(Extracted data entries)
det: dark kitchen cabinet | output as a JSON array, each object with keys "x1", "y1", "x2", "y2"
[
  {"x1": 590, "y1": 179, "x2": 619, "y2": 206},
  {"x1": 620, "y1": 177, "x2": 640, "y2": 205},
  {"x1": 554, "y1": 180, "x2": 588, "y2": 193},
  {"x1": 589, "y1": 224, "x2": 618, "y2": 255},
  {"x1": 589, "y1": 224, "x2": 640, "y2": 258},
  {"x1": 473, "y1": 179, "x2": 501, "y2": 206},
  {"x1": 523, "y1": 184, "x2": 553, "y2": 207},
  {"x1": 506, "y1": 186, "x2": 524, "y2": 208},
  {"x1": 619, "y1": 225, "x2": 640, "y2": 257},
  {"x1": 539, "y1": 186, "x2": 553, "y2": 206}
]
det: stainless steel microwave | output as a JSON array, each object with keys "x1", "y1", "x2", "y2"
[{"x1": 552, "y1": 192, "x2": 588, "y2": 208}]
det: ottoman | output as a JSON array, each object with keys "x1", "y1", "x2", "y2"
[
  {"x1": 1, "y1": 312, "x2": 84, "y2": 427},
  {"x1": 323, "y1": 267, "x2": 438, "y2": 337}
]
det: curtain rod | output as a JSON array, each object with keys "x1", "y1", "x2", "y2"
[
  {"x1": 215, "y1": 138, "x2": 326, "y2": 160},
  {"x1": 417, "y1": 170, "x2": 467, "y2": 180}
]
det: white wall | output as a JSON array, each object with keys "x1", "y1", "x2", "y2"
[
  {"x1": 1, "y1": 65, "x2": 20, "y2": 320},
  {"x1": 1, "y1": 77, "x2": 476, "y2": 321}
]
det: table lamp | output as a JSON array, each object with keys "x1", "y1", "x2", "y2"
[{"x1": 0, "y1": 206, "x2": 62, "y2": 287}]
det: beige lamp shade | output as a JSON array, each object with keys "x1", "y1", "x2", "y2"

:: YOUR ASSIGNMENT ::
Word for word, copy the line containing "det: white wall" and each line after it to the end of the records, and nothing besides.

:: SOLUTION TO THE PROBLEM ::
det: white wall | output as a JSON array, each object with keys "x1", "y1", "x2", "y2"
[
  {"x1": 1, "y1": 65, "x2": 20, "y2": 320},
  {"x1": 1, "y1": 77, "x2": 476, "y2": 321}
]
det: table lamp | output as a JSON array, each object with keys "x1", "y1", "x2", "y2"
[{"x1": 0, "y1": 206, "x2": 62, "y2": 287}]
det: beige lamp shade | output as a JSON array, each object with keys "x1", "y1", "x2", "y2"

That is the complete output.